- Directions for this task: Pictures aside, each record should be reproduced exactly.

- Extracted data entries:
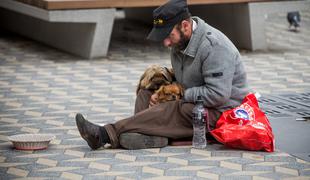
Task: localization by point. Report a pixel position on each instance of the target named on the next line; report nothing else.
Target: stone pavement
(41, 90)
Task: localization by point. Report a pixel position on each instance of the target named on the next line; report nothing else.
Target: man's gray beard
(183, 42)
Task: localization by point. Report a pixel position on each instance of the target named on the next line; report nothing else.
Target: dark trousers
(172, 119)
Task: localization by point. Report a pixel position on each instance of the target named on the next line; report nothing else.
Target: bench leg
(84, 33)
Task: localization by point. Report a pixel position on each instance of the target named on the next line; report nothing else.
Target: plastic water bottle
(199, 125)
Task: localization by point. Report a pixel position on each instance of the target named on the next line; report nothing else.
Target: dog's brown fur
(170, 92)
(154, 77)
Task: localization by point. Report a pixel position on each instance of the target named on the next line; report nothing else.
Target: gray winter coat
(210, 66)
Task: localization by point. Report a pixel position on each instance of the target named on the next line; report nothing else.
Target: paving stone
(41, 90)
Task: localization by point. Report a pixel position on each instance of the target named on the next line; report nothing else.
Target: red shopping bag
(245, 127)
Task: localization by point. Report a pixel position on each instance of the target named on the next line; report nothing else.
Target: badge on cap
(158, 22)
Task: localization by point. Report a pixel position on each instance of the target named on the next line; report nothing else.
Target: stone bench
(84, 27)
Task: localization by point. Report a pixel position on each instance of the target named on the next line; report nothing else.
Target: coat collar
(193, 44)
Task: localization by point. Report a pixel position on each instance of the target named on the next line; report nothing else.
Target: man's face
(176, 39)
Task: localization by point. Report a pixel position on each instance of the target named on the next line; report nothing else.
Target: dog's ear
(169, 74)
(160, 91)
(146, 77)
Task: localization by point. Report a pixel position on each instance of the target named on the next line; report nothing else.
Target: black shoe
(141, 141)
(95, 135)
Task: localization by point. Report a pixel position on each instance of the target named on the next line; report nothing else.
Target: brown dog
(155, 76)
(170, 92)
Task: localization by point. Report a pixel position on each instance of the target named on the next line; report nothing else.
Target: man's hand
(153, 100)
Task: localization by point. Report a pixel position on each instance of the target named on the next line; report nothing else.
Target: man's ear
(187, 28)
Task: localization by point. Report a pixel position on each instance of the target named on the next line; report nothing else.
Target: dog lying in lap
(169, 92)
(161, 81)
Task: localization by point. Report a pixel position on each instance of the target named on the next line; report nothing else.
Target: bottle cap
(199, 99)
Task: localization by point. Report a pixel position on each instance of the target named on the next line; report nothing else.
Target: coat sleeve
(217, 69)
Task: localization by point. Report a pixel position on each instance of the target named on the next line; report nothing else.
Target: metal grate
(277, 107)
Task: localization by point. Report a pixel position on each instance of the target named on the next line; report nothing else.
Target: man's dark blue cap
(165, 17)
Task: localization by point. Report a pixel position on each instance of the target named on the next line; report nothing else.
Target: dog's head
(154, 77)
(170, 92)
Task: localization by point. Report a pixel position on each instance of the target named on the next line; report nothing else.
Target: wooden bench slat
(92, 4)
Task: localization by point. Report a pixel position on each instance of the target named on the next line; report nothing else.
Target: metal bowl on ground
(31, 141)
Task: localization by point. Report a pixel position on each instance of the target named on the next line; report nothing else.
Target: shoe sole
(141, 141)
(80, 123)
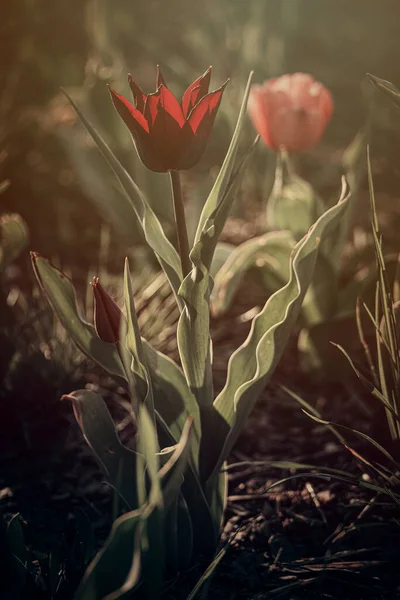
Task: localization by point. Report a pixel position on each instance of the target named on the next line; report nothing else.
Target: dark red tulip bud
(168, 135)
(107, 315)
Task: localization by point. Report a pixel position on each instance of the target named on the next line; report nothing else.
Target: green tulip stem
(179, 211)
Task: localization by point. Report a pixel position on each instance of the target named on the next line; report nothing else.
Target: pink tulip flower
(290, 112)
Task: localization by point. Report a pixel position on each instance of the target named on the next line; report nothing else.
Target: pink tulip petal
(160, 78)
(208, 104)
(171, 105)
(290, 111)
(131, 115)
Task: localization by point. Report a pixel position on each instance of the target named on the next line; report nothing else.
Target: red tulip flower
(291, 111)
(170, 136)
(107, 315)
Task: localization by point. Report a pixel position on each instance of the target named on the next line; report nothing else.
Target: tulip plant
(291, 113)
(172, 488)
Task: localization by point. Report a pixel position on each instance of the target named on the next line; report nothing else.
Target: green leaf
(269, 254)
(97, 426)
(386, 87)
(293, 204)
(205, 579)
(152, 228)
(251, 366)
(14, 237)
(142, 385)
(116, 568)
(224, 175)
(61, 296)
(221, 255)
(172, 472)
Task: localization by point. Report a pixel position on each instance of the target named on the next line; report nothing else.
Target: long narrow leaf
(152, 228)
(251, 366)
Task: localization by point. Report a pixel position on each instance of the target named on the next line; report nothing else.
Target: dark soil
(303, 538)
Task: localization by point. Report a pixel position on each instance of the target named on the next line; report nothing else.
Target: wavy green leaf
(390, 90)
(115, 570)
(224, 175)
(142, 384)
(173, 400)
(251, 365)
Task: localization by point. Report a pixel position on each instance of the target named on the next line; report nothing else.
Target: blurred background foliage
(59, 183)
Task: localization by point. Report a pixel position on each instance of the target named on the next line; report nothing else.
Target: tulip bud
(107, 315)
(291, 111)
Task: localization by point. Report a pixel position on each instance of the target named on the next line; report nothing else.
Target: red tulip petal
(131, 115)
(168, 139)
(171, 105)
(190, 100)
(160, 78)
(107, 315)
(258, 110)
(196, 91)
(151, 106)
(138, 96)
(208, 105)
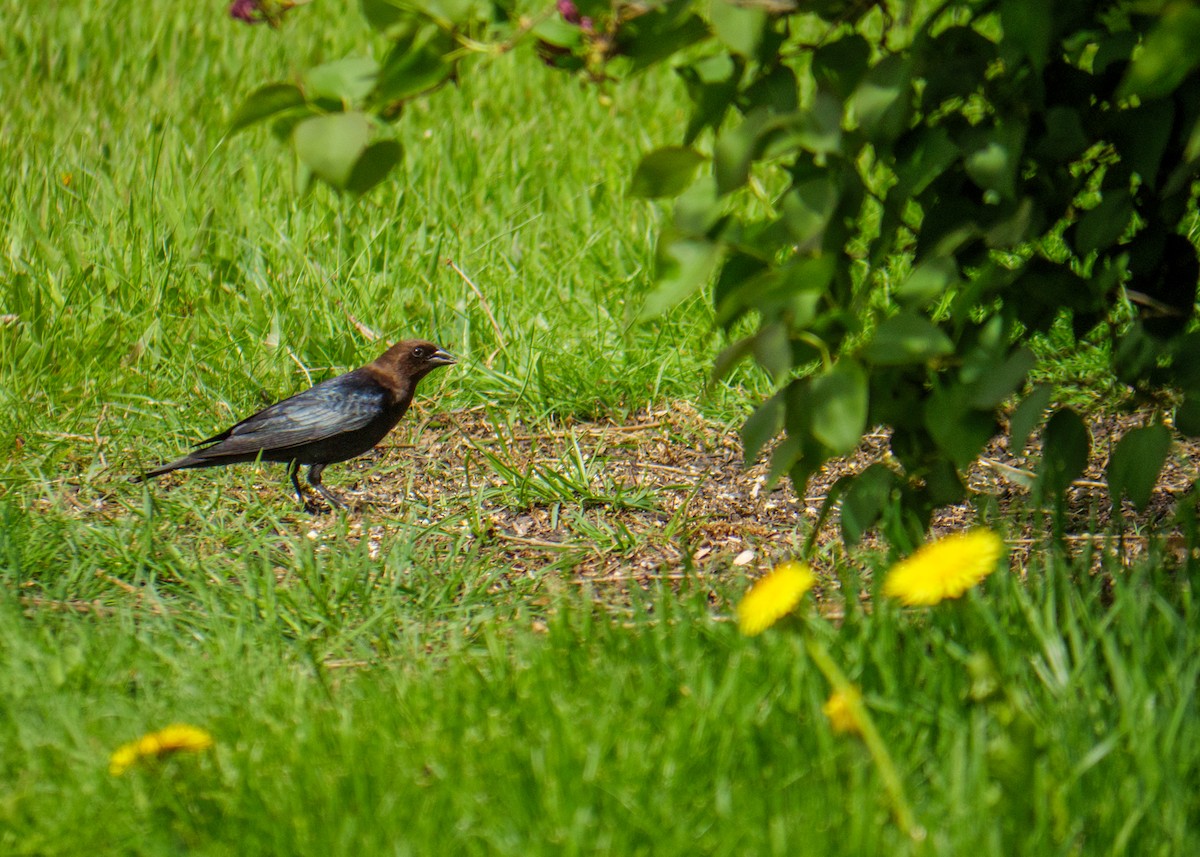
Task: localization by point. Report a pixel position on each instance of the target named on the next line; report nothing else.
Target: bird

- Response to this task:
Task: localization by point. Report a pixel position on each instance of the target named on the next line; report nothing else.
Target: stone pavement
(41, 90)
Task: localization by point. Report a pixel position on each instance of the target named on the next line; report nothing else.
Target: man's gray beard
(183, 42)
Task: localization by point. Report a pixel position on each instance of the target named on the next line; report nothing else.
Target: dark trousers
(172, 119)
Task: localization by point. Report a pixel position on each instance of the target named on the next line; report nothing else.
Target: bench leg
(84, 33)
Task: localization by point. Report a pixel position on each instance of the target named on the next line; report nothing else.
Target: plastic water bottle
(199, 125)
Task: localization by point. Report a pixel position on each instance of the target named on the next line; report nothing else.
Target: dog's brown fur
(170, 92)
(154, 77)
Task: localization by point. Report a pixel position on each instance of the target named on the next line; report nothing else.
Target: gray winter coat
(210, 66)
Task: localization by point. Report a pixel position on each instance of the target named on the next line; report nothing else.
Target: paving stone
(41, 90)
Task: localization by point. Report a pixel position on each instance of the target named on the next line; report nothing else.
Target: red shopping bag
(245, 127)
Task: localization by point. Report a pixel position on each instance of the target named on the next line; report nothing else.
Target: badge on cap
(158, 22)
Task: localization by point. Report a pixel position on each instance of the target named on the next line; report nothing else.
Target: stone bench
(84, 27)
Task: localization by point. Report a pixel position on each instance of the target named on the next line; report nothing else.
Target: coat collar
(193, 44)
Task: localization by point. Report a pixel position on each instance of the target named on the next line; report nothing else.
Target: man's face
(176, 39)
Task: localization by point. Report a pixel position on each instance of the target named on the next line; report nothing else.
Target: dog's ear
(169, 74)
(160, 91)
(146, 77)
Task: localization by point. Report a pixel position on each instance of the target named on the next line; report nothing else.
Target: black shoe
(141, 141)
(95, 135)
Task: localization by point. Report a pixel position on each instance of the target named on the next line; report nothing else.
Target: brown dog
(155, 76)
(170, 92)
Task: localization by point. Report a pixel position on each instance of the target named on the next line; report nothing else.
Target: man's hand
(153, 100)
Task: localization by point. Report a pixel position on each instance of the target named on the next line; report nothing else.
Target: man's ear
(187, 28)
Task: localization by point. Report a pixel position on each instance of the target named on the next line; report nothing else.
Target: dog lying in lap
(169, 92)
(161, 81)
Task: localization by point. Report a pixel position on each instance of the target named on the next line; report nothing else.
Target: bottle cap
(199, 99)
Task: localization by point. Report a pixel position on each instance of the target named on the next line; report nothing else.
Target: coat sleeve
(217, 69)
Task: localization by point. Report a pixel position on each instance of the target named on the next line; report nothing else.
Target: metal grate
(277, 107)
Task: localization by point. Report a pixel position on each instance of the target named on the next line; report nothing else.
Target: man's dark blue cap
(165, 17)
Task: localization by point. Report a pixel position on each instance of the target named on the next line; report nothing else.
Target: dog's head
(154, 77)
(170, 92)
Task: localization by point. Report a pixel position on each instance of the target named on the next line; report nothing else.
Target: wooden bench slat
(92, 4)
Task: localization by point. Report a pixel position on each instance of the target named on the next line; report nothing else.
Target: metal bowl on ground
(31, 141)
Task: localization by point. Report a pixel position on each instance of the target named on the next line; report nothing else.
Target: shoe sole
(141, 141)
(80, 123)
Task: localization by point. Report a pixel position on each instance of the target named on the next line; report nothing else.
Target: dark red tulip bud
(168, 135)
(107, 315)
Task: localization by point. Report a pixel position on each instance of the target named on the next line; report nothing else.
Target: green tulip stem
(179, 211)
Task: localization by point. Report a pixel position on each instance of the target named on the next line; report nothing else.
Target: pink tulip flower
(290, 112)
Task: localization by point. Report a pixel position on each instance of the target named on the next line; report nothing else.
Target: pink tulip petal
(160, 78)
(208, 104)
(171, 105)
(290, 111)
(131, 115)
Task: localization by point. Report a pixel position on each instance of the target named on the next line; report nothing else.
Target: red tulip flower
(291, 111)
(170, 136)
(107, 315)
Task: localization by point. Report a pixel position on each instance of the target named on the next line; report nothing else.
Target: tulip plant
(291, 113)
(172, 488)
Task: localization by point. Report a pixel position on each instance of the target named on the next line; report nothing else.
Target: green leaf
(269, 254)
(97, 426)
(386, 87)
(293, 204)
(205, 579)
(152, 228)
(251, 366)
(14, 237)
(142, 385)
(116, 568)
(224, 175)
(61, 296)
(221, 255)
(172, 472)
Task: localization by point. Report a pixel position on each instance of the target named on the next line; report nothing else.
Target: long narrow leaf
(152, 228)
(251, 366)
Task: localization by point. Report a pixel position on each instance of the target named on the next line; report nothing else.
Target: dark soil
(303, 538)
Task: localization by point. Report a pixel position on each instance of the target named on the next line; report nothing else.
Target: wavy green leaf
(390, 90)
(115, 570)
(224, 175)
(142, 384)
(173, 400)
(251, 365)
Task: localization by point. Report a pixel position on each instance of the target named on the next line; report nothing else.
Target: blurred background foliage
(59, 183)
Task: localization by point. Report a pixel position on each instance of the target named on the next line; report nothing else.
Target: tulip bud
(107, 315)
(291, 111)
Task: localization by point. Report a pixel position on each instance of the target named on the next line; report nothing else.
Target: red tulip petal
(131, 115)
(168, 139)
(171, 105)
(190, 100)
(160, 78)
(107, 315)
(258, 110)
(196, 91)
(151, 106)
(138, 96)
(208, 105)
Task: localization by point. Report a pixel position on each instance of the target named on the next line; report nothing else.
Target: bird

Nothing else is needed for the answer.